··· SELECTION

While I do pay attention to what people say—I know I can learn a lot from thoughtful critique—I go ahead and write what I want to. My husband is good at catching errors I skim right over. He has edited MBA theses and research papers. That’s a big help, and he does a good job, but he doesn’t like my characters.
The Fussy Librarian
He claims the protagonist in my series, Jesse Damon, is a wimp. And he thinks my several forays into werewolf territory are silly. This, mind you, from a man who buys every last zombie book he can get his hands on. Last night he was watching a zombie movie in Dutch, with English subtitles.

But now it comes as no surprise that some people don’t like my work. And of course there are more than a few. I took a class not long ago with a woman who doesn’t see any point in examining the situation of people who live on the edge of society, which most of my character inhabit. She and several others were of the firm opinion that people control their own destiny. All their problems are of their own making and nobody deserves a second chance. As one of my brothers says, there are people who were born on third base and think they hit a triple.

I love getting reviews for my writing. Good, bad, indifferent—somebody took the time and effort to do a review! I hope after at least attempting to read the book, although Amazon maintains that it does not require reviewers to have used a product before they review it (in the case of books, that means read them.)

······

* SET TASK A: In the records, reproduce the part that opens with the line containing "Where can the rocky" and runs through the end of the records, changing "green vegetation" to "green plants" and leaving everything else unchanged.
The text and the records below it were taken from unrelated sources.

··· MATERIAL PROVIDED

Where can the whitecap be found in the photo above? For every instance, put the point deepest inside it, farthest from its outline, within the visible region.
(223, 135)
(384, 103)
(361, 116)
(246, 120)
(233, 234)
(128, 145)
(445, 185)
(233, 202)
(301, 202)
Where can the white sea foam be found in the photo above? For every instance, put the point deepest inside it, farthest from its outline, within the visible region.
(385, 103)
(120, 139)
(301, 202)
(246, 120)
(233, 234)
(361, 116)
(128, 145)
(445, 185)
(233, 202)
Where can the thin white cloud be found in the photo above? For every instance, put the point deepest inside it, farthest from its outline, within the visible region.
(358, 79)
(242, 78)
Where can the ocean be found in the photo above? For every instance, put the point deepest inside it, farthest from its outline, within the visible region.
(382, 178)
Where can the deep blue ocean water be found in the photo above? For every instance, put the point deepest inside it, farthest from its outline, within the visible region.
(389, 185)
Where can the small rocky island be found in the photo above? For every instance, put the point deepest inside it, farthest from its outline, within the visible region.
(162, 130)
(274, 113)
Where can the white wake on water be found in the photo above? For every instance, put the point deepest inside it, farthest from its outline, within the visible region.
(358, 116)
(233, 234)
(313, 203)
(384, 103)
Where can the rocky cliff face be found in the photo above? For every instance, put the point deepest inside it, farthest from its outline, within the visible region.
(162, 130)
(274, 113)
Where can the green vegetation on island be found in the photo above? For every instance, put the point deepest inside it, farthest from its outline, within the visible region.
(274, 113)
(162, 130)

······

* SET TASK B: Condense the paragraph of the text above that begins "But now it comes as no surprise" into a shorter version that keeps its main facts.

* FULL SOLUTION A:
Where can the rocky cliff face be found in the photo above? For every instance, put the point deepest inside it, farthest from its outline, within the visible region.
(162, 130)
(274, 113)
Where can the green plants on island be found in the photo above? For every instance, put the point deepest inside it, farthest from its outline, within the visible region.
(274, 113)
(162, 130)

* FULL SOLUTION B: It is no surprise that quite a few people dislike the writer's work. In a recent class, one woman saw no point in examining people on the edge of society, where most of the writer's characters live. She and several others firmly believed that people control their own destiny, create their own problems, and deserve no second chance. One of the writer's brothers describes such people as born on third base and thinking they hit a triple.